● Given request:
Swap "annotation task" for "labeling project" everywhere it occurs in the material below and reproduce the rest unchanged. Omit the pictures from your answer.

▬▬▬▬▬▬▬▬▬▬

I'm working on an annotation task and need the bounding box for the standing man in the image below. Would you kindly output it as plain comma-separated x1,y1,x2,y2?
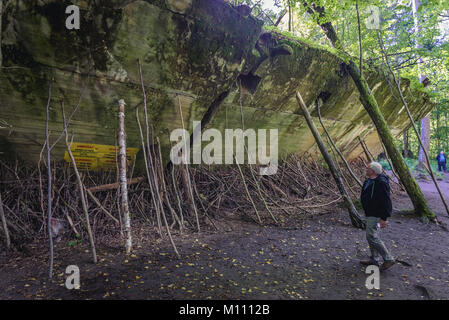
436,150,446,172
360,162,395,271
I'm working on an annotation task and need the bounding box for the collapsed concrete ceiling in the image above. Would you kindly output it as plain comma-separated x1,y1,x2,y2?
0,0,432,165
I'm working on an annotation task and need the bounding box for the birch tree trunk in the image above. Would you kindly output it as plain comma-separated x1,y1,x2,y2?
118,99,132,254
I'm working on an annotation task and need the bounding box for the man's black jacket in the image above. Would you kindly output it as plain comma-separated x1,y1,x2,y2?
435,153,446,164
360,174,392,221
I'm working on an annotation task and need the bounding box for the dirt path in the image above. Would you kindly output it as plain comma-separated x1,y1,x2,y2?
0,182,449,299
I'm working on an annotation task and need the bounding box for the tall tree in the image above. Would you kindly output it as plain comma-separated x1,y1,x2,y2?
303,0,435,218
412,0,430,169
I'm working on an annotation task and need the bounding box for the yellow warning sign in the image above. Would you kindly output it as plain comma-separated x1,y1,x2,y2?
64,142,139,170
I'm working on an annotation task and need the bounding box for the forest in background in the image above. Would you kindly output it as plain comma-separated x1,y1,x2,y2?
228,0,449,163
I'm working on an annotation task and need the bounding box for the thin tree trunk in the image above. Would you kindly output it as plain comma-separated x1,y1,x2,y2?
288,4,292,32
417,114,430,169
306,3,435,218
357,136,373,162
355,0,363,76
378,29,449,219
61,102,98,263
0,192,11,250
0,0,3,68
118,100,132,254
296,92,365,229
45,83,54,279
274,9,287,27
403,129,410,158
178,96,201,232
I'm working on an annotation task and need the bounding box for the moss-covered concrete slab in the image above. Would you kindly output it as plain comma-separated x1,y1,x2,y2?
0,0,432,165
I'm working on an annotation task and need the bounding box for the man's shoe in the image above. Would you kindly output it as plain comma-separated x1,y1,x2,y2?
379,260,396,271
360,260,379,266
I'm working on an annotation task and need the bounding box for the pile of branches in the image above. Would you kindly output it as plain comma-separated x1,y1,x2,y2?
0,154,392,249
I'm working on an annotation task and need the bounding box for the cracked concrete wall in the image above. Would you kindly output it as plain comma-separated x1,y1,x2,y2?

▬▬▬▬▬▬▬▬▬▬

● Complete response:
I'm working on an labeling project and need the bounding box for the standing man in the image below. Would you kindly output it as plain comma-separated x1,y1,x2,y2?
436,150,446,172
360,162,395,271
I'm working on an labeling project and need the bounding box for the collapsed concrete ceiling in the image above. Would you kindly output it as plain comma-separated x1,y1,x2,y2?
0,0,432,165
I'm working on an labeling project and need the bounding box for the birch tree trunk in the image above. Would you kindly output it as plain comma-separated x1,y1,x2,y2?
118,99,132,254
I'm working on an labeling project and need the bounding box for the man's black jacket in the image above. Would you kindly output it as plain comma-separated x1,y1,x2,y2?
435,153,446,164
360,174,392,221
I'm working on an labeling project and need the bounding box for the dirt path in the image above. Would you kindly output it as plain comma-separated x1,y1,x2,y2?
0,182,449,299
I'm working on an labeling project and need the bounding box for the tall tree in the image above. Would you kindly output it as plain comma-separated x1,y1,x2,y2?
303,0,435,218
412,0,430,169
I'm working on an labeling project and need the bounding box for the yellow warning sign in the image above. Would you kindly output it as plain comma-separated x1,y1,x2,y2?
64,142,139,170
I'm working on an labeling project and need the bounding box for the forest in background in the image above. Would you kindly output it as plain comma-separated x1,y1,x2,y2?
228,0,449,163
I'm working on an labeling project and need the bounding box for the thin tree trunk in the image above. Would you kindly output it as plain comma-separated x1,y1,x2,y2?
288,4,292,32
417,114,430,169
306,3,435,218
357,136,373,162
355,0,363,76
378,29,449,219
61,102,98,263
0,192,11,250
0,0,3,68
118,100,132,254
296,92,365,229
45,83,54,279
274,9,287,27
403,129,410,158
178,96,201,232
I'm working on an labeling project and need the bounding box for the moss-covered concrete slab in the image above. Would you kindly output it as plain comma-separated x1,y1,x2,y2?
0,0,432,165
I'm working on an labeling project and need the bounding box for the man's shoe in the image above. Would you kindly output it as plain comma-separated x1,y1,x2,y2?
379,260,396,271
360,260,379,266
I'm working on an labeling project and need the bounding box for the pile of branches in the image above. Would you kindly output it as plain comma-separated x1,y1,x2,y2?
0,154,392,249
I'm working on an labeling project and need the bounding box for the cracked concrete wall in the image above. Would you kindly output it as plain comma-separated x1,y1,x2,y2?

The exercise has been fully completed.